| Directions |
- 1) According to the INS Viraat report, at which port was the carrier kept in dry dock for most of the year?
- 2) List each distinct number written in digits in the INS Viraat report, and say what each one refers to.

| Study text |

BEGIN

Ageing INS Viraat to set sail after year-long sick leave
The 45-yr-old carrier had to be nursed in dry-dock at Kochi for most of the year. It is now sailing again off the coast of Mumbai for trials of its combat worthiness, reports Vishal Thapar.
The Indian Navy's ageing aircraft carrier, INS Viraat is set to return to operational service after a year-long sick leave.
The 45-year-old carrier had to be nursed in dry-dock at Kochi for most of the year. It is now sailing again off the coast of Mumbai for trials of its combat worthiness.
"Viraat should be back in service in about a month," Chief of Naval Staff Admiral Arun Prakash told the Hindustan Times.
The Navy has plans to herald its return as the centrepiece of the Western Fleet by inviting the PM on board in February 2005 to review the capability of India's frontline warships at sea.
Elaborate repairs and refitting had to be carried out on India's lone aircraft carrier in dry dock to keep it going. The 23,900-ton vessel had to be tugged back to dry dock for a rehab barely two years after an extensive life-extension, which was intended to give it a 10-year lease of life. The Viraat was unavailable to the Navy for two years during this period.
The Navy denies a premature breakdown of the Viraat, maintaining that dry docking is part of "routine preventive maintenance". It also claims that if an emergency had arisen, the maintenance could have been suspended and the carrier pushed back into operations at very short notice.

END

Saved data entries
BEGIN

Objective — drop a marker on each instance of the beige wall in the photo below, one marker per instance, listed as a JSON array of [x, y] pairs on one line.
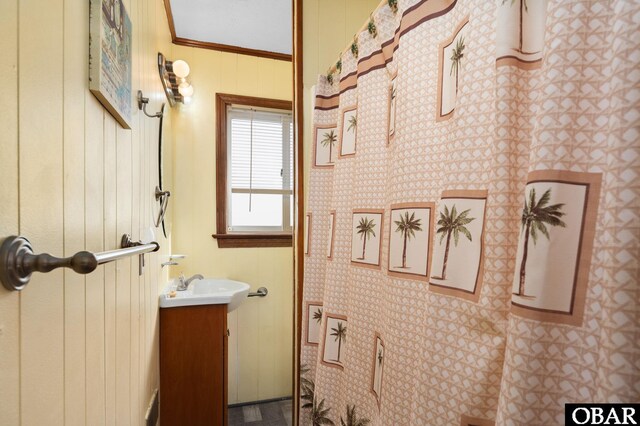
[[260, 344], [76, 349], [328, 27]]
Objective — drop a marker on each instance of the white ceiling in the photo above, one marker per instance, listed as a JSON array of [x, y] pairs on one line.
[[253, 24]]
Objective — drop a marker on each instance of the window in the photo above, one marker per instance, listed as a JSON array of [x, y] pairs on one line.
[[254, 190]]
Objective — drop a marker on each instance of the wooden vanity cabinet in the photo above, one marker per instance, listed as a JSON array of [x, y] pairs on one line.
[[193, 365]]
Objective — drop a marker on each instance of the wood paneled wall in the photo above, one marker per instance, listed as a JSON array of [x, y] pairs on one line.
[[77, 349]]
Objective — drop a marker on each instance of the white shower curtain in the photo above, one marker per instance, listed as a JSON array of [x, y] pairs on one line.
[[472, 228]]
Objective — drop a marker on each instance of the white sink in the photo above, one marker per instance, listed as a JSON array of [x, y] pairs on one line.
[[209, 291]]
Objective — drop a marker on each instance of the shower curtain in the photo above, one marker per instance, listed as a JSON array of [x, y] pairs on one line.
[[472, 230]]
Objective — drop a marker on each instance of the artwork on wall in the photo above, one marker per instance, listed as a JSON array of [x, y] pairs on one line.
[[325, 145], [348, 131], [366, 238], [451, 59], [520, 33], [555, 245], [332, 232], [314, 320], [378, 368], [409, 240], [110, 58], [391, 114], [335, 336], [307, 235], [457, 260]]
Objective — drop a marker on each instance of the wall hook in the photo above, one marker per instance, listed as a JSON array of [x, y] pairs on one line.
[[142, 105]]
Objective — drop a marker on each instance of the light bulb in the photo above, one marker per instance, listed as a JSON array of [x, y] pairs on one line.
[[186, 91], [180, 68]]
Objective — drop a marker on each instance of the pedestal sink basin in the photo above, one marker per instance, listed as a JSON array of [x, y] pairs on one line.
[[209, 291]]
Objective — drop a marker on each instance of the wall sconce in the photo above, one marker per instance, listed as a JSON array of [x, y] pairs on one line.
[[142, 105], [174, 80]]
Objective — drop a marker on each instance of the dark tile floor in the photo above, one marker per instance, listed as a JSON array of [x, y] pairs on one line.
[[276, 413]]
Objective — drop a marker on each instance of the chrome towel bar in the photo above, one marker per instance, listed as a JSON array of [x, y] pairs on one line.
[[18, 262], [262, 292]]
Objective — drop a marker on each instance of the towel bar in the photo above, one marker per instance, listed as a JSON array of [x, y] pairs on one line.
[[18, 262]]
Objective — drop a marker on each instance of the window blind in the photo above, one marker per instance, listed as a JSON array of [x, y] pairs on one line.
[[258, 159], [260, 176]]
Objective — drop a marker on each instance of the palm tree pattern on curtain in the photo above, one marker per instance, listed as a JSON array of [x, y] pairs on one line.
[[319, 414], [523, 8], [352, 418], [307, 387], [329, 140], [353, 123], [407, 226], [456, 57], [340, 334], [392, 107], [380, 358], [452, 223], [536, 215], [366, 229]]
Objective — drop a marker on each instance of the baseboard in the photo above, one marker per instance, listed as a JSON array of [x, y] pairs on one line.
[[262, 401], [151, 417]]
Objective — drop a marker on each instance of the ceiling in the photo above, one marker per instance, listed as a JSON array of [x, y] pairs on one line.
[[251, 24]]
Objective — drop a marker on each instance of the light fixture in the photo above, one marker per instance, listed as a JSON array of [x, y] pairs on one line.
[[142, 105], [174, 79], [186, 91], [180, 68]]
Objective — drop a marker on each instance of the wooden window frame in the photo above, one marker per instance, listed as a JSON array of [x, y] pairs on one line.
[[239, 240]]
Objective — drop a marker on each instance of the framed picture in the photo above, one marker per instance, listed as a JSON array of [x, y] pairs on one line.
[[314, 320], [325, 146], [349, 128], [332, 233], [378, 367], [556, 245], [409, 240], [307, 234], [458, 246], [451, 59], [335, 334], [110, 58], [391, 109], [366, 239]]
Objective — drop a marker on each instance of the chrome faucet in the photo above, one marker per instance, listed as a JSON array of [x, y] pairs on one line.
[[183, 283]]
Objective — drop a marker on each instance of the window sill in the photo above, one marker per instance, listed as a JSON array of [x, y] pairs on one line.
[[253, 240]]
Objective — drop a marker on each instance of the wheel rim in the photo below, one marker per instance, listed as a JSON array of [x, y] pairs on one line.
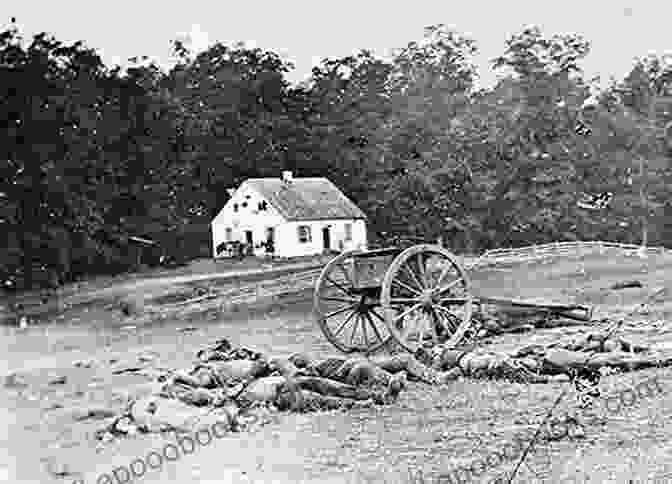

END

| Set of answers |
- 1) Kochi

- 2)
- 45: the carrier's age in years
- 23,900: the vessel's tonnage
- 10: the years of life the earlier life-extension was meant to give the carrier
- 2005: the year (February) the Navy plans to invite the PM on board